>> START Quoted passage

Was this the same "Jim" that said "anything I do not know/like is clumsy"?
In other words, did he a "serious analysis" of he only knew how to run Exchange?
IBM lovers are as bad as Apple fans. Remember SAA? What a joke
I just told you why, tens of thousands of developers already know Cobol and they can contribute to Open Sourec development.
They are still fighting the war they lost over OS2 over 2 decades ago. It's like if the Japanese decided to fight WW II all over again.
Microsot just keeps clobbering IBM.
IMB tried the OS2, and got clobbered by Windows.
IBM then went and bought Lotus, only for Microsoft Office to destroy Lotus Smartsuite, and Microsoft Exchange to take out Lotus notes.
About 5 years agoi, IBm announced wth great fanfare, that they were gonna remove all Windows software from their deskops. A couple of years after that, they were forced to admit that most of their desktops wete still running Windows software. Their own office workers had rebelled aginst being forced to use crappy "open source " software on their desktops. LOL!

>> END Quoted passage
>> START Listing

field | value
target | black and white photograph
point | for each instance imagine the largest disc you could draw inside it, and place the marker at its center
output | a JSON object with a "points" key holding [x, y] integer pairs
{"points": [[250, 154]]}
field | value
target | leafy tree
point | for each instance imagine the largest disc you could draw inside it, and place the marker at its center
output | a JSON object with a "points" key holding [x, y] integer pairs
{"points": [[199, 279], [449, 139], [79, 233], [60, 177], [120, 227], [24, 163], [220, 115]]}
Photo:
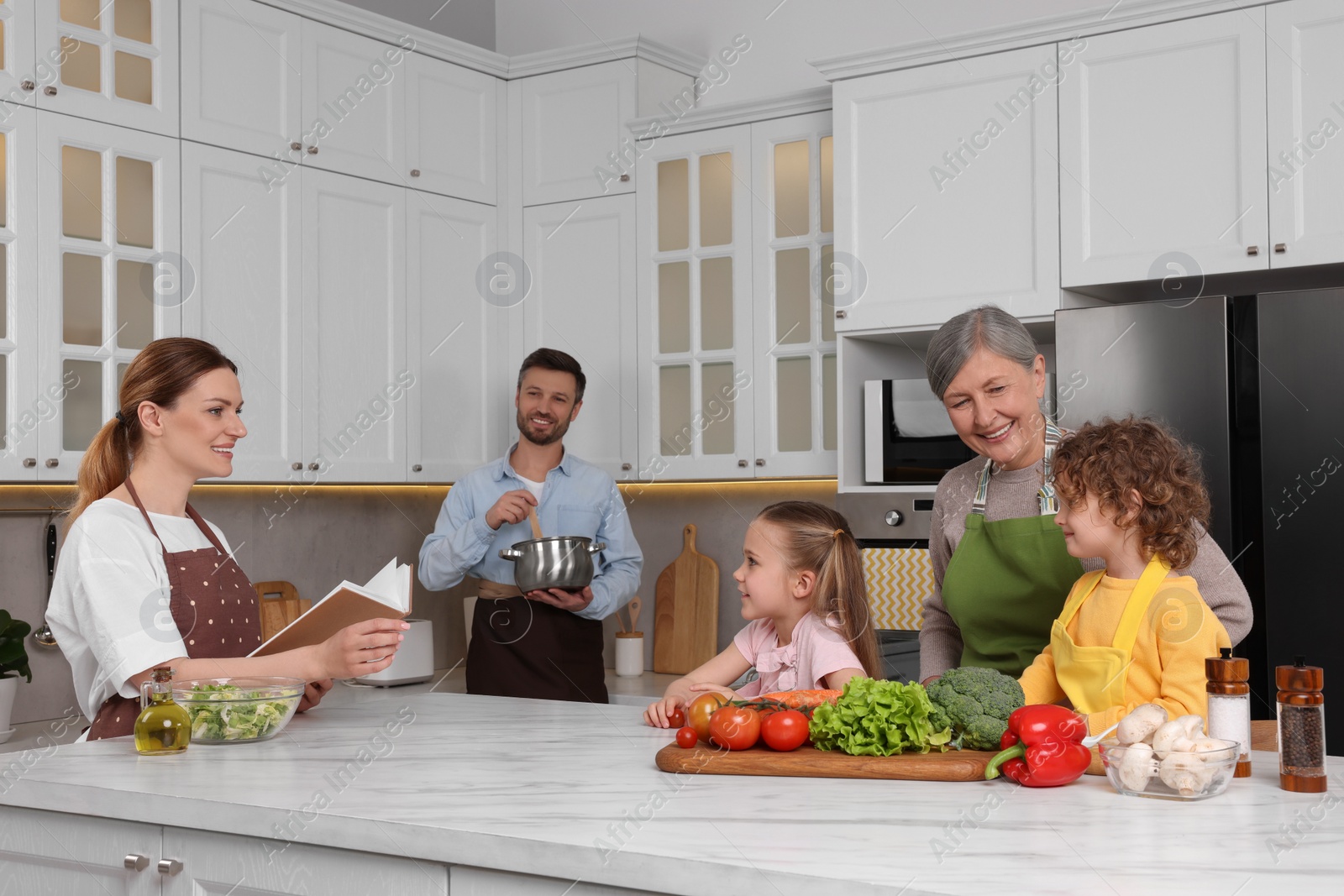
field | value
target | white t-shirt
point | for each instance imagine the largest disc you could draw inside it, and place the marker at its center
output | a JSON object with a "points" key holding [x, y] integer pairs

>> END Listing

### Directive 1
Answer these questions using the comments about IBM and Microsoft.
(a) Which company did IBM buy?
(b) Which Microsoft product took out Lotus Notes?
(c) What did IBM's own office workers rebel against?
### Directive 2
Translate this sentence from the comments about IBM and Microsoft into Spanish: "IBM lovers are as bad as Apple fans."

### Expected answer 1
(a) Lotus
(b) Microsoft Exchange
(c) Being forced to use "open source" software on their desktops

### Expected answer 2
Los amantes de IBM son tan malos como los fans de Apple.